--- TEXTO DE ORIGEN ---
Uno de mis Fundadores de Estados Unidos favoritos es John Adams. En mi opinión, no solo fue el más brillante de los Fundadores, desde el punto de vista intelectual, sino también el más perspicaz. Tenía un gran conocimiento y una gran sabiduría. No miraba el mundo con gafas de color de rosa. Y, sin embargo, no era cínico, a pesar de tener razones comprensibles para serlo.
Adams era muy culto, sobre todo en historia. Dominaba varios idiomas, en especial el latín, y podía leer los clásicos griegos y romanos en sus lenguas originales. A la hora de enfrentar los retos necesariamente asociados al establecimiento de la independencia de un país y a la creación de sus instituciones fundacionales, siempre recurría a la historia como guía, y podía citar muchos ejemplos de múltiples naciones para emularlos o evitarlos.
---
ENUNCIADO ESCRITO A> Copia todas las oraciones del texto sobre John Adams que incluyen la palabra "no".
--- REGISTROS DE DATOS ---
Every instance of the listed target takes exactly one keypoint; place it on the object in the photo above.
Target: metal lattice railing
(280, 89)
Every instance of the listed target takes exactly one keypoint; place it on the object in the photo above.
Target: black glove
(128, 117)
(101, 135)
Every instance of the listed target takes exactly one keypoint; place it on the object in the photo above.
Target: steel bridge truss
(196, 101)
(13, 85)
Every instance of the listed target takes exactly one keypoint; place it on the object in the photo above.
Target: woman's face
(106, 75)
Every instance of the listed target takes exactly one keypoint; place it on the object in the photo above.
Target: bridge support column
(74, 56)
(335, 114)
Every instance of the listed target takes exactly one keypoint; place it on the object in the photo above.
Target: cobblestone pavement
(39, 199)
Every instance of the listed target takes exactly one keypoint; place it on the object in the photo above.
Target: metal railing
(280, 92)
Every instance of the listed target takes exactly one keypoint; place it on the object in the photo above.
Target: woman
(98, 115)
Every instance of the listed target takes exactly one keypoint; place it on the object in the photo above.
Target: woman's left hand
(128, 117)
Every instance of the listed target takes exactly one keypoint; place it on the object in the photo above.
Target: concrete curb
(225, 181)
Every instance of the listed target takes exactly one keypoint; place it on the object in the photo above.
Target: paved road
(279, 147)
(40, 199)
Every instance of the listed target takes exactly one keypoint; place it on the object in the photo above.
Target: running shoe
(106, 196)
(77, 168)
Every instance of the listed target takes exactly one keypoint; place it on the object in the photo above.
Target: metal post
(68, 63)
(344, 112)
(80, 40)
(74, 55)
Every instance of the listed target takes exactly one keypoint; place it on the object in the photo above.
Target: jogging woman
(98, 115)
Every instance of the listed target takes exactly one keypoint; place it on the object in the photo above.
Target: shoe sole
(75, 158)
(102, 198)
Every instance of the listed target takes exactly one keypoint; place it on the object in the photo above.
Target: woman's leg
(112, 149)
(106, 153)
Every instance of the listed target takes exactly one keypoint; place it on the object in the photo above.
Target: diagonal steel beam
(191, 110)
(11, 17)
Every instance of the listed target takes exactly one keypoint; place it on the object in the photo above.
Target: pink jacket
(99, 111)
---
ENUNCIADO ESCRITO B> Muestra, por favor, cada línea de los registros en la que aparezca la palabra "steel".

RESPUESTA COMPLETA A>
- En mi opinión, no solo fue el más brillante de los Fundadores, desde el punto de vista intelectual, sino también el más perspicaz.
- No miraba el mundo con gafas de color de rosa.
- Y, sin embargo, no era cínico, a pesar de tener razones comprensibles para serlo.

RESPUESTA COMPLETA B>
Target: steel bridge truss
Target: diagonal steel beam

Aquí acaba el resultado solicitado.